## Verilen yönerge 1:
Ermenistan ve Washington Mutabakatı üzerine olan metne göre şu ifadelerin her biri doğru mudur? Her biri için evet veya hayır deyip kararı belirleyen sözleri metinden aynen aktarınız: (a) Rusya, Ermenistan'daki yeni duruma açıkça karşı çıkmayı seçmiştir. (b) Yaklaşık bir buçuk ay önce yayınlanan bir ankete göre Ermenistan toplumu için en önemli konu barıştır. (c) Hükümete daha eleştirel olan kesim arasında IT sektörü de sayılmaktadır.
## Verilen yönerge 2:
Ermenistan ve Washington Mutabakatı üzerine olan metinde Ermenistan kaç milyonluk bir ülke olarak anılmaktadır?

## Verilen metin:
——

Öyle duracak mı Rusya sizce?
Sessiz kalacaklar ama her fırsatta bunu gündeme getirecekler. Sessiz kalmalarının bir diğer nedeni de yeni durumun Ermenistan’da son derece popüler olması. Rusya ne kadar karşı çıkarsa, Ermenistan’daki az olan siyasi desteğini de o kadar kaybedecek. Dürüst olmak gerekirse, Ermenistan’da Amerikan yumuşak gücü çok çok popüler. Amerika’nın gelmesi ve yol inşa etmesi, altyapıya, teknolojiye, enerjiye milyarlarca dolar yatırım yapması ve Amerikan varlığıyla birlikte Azerbaycan’ın saldırma olasılığı da ortadan kalkıyor. Ermeniler bunu istikrar ve ekonomik büyüme süreci olarak görüyor. Bu yüzden Rusya, karşıt ya da düşman olmanın Ermenistan’da işe yaramayacağını fark etti. Daha fazla destek ve sermaye kaybedecekler. Bu yüzden sessiz kalmayı seçtiler. Ama sessizliklerinin eylemsizlik anlamına geldiğini sanmam. Tahmin ediyorum ki, sessiz kaldıkları sürece, en azından 2026 seçimlerine kadar, Ermenistan’a yönelik her türlü saldırıyı artıracaklar.
Ermenistan halkı arasında popüler dediniz. Şimdiye kadar sesi duyulmayan kesim onlar sanırım, gerçekten öyle mi?
Şu anda, Ermenistan toplumunun Washington Mutabakatı’nı ne derece onaylayıp onaylamadığını gösteren bir anket verimiz yok. Yaklaşık bir buçuk ay önce yayınlanan bir ankete göre Ermenistan toplumu için en önemli konu barış. Bu durumda Washington Mutabakatı bunu sağlıyorsa, bu Ermenistan toplumu arasında popüler olacaktır. Ayrıca, bir yıl önce, herhangi bir Ermeni’ye Amerika’nın yatırım yapacağını ve Azerbaycan’ın saldırısını engelleyeceğini söyleseydiniz, herkes bunun ideal bir durum olduğunu söylerdi. Şimdi bu gerçekleşiyor.
Ama Paşinyan’a eleştiri de çok.
Kesinlikle. Ama hükümetten memnun olmayan kesimler bile bu gelişme karşısında çok olumlu. Çünkü bunun Ermenistan’ı güçlendireceğini anlıyorlar. Bazı anket verilerine bakarsak, hükümete daha eleştirel olan kesim, üst orta sınıf, daha zengin, çoğunlukla IT sektörü vs. İmzalanan tüm bu mutabakatlar tam da bu kesimleri destekleyecek ve güçlendirecek. Dolayısıyla Paşinyan hükümetini sevmeyen gruplar bile Washington Anlaşması’na olumlu bakıyor. Ekonomik olarak olumlu bir şey olduğunda, hükümet fark etmeksizin, toplumda çarpan etkisi yaratır. Mesela şu an, çok sayıda Batı yatırımının geleceği üç milyonluk bir ülke Ermenistan. Amerika'nın varlığının normalleşmesiyle birlikte, istikrarlı bir ortam oluşacak. Yabancı yatırımcının Ermenistan'ı çok ama çok cazip bulacağı anlamına geliyor. Bu da Ermenistan'ın ekonomik kapasitesini arttıracaktır. Ermeniler için her şeyi daha olumlu hale getirecek.

——

## Çıkarılan kayıtlar:
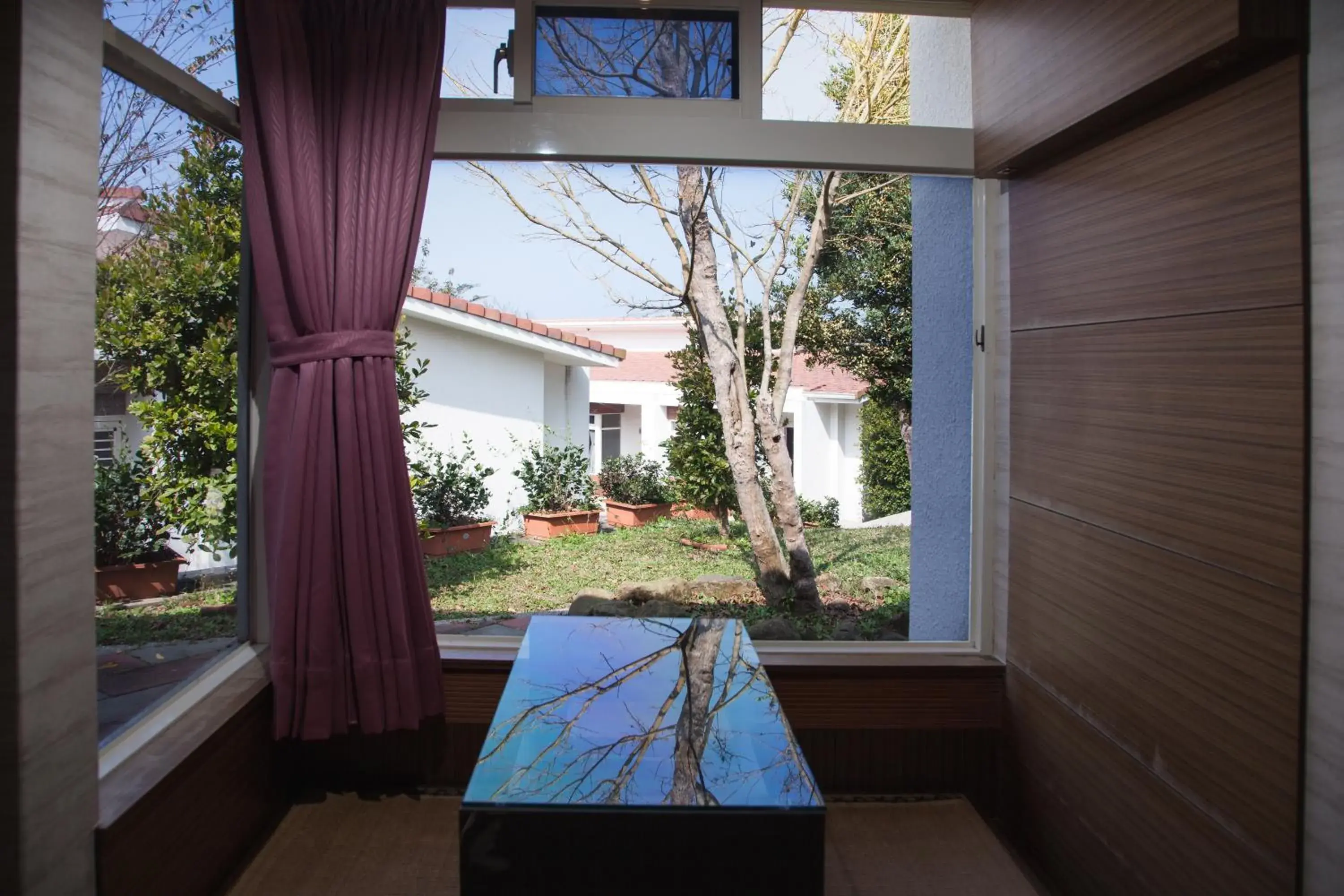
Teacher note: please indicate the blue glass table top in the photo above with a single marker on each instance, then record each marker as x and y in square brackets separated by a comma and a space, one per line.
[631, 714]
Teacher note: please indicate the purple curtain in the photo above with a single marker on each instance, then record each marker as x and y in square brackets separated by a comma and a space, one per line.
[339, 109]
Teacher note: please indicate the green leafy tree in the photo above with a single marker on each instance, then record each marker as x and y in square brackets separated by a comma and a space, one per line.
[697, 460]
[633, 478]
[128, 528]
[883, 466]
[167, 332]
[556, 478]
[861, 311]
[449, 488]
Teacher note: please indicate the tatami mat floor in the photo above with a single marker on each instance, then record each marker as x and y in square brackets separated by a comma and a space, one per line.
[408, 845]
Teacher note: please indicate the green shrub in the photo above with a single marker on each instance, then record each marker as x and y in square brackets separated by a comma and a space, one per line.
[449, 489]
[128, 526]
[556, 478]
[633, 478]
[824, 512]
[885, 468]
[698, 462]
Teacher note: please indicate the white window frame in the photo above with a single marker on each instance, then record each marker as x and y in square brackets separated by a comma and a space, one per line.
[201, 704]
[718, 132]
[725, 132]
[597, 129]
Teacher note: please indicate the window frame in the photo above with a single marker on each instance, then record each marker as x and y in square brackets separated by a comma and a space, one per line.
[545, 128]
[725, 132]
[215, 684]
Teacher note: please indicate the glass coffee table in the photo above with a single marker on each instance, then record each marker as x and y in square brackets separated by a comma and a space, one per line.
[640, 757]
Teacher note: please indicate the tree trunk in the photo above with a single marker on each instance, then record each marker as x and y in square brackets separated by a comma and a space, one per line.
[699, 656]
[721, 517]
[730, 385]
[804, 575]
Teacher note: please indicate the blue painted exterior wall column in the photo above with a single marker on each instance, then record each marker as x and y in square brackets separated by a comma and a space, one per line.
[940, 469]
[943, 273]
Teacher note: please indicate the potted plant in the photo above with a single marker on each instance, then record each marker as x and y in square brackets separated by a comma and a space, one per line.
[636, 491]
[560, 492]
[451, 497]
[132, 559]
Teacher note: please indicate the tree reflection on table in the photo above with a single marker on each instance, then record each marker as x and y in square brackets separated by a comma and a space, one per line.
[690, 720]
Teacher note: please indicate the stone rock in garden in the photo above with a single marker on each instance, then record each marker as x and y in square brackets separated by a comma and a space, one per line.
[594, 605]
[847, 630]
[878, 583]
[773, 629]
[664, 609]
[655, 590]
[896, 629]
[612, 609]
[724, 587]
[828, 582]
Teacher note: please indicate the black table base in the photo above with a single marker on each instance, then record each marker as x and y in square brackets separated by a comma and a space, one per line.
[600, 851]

——

## Doğru sonuç 1:
(a) Hayır: "Bu yüzden sessiz kalmayı seçtiler."
(b) Evet: "Yaklaşık bir buçuk ay önce yayınlanan bir ankete göre Ermenistan toplumu için en önemli konu barış."
(c) Evet: "hükümete daha eleştirel olan kesim, üst orta sınıf, daha zengin, çoğunlukla IT sektörü vs."

## Doğru sonuç 2:
Üç milyonluk bir ülke olarak anılmaktadır.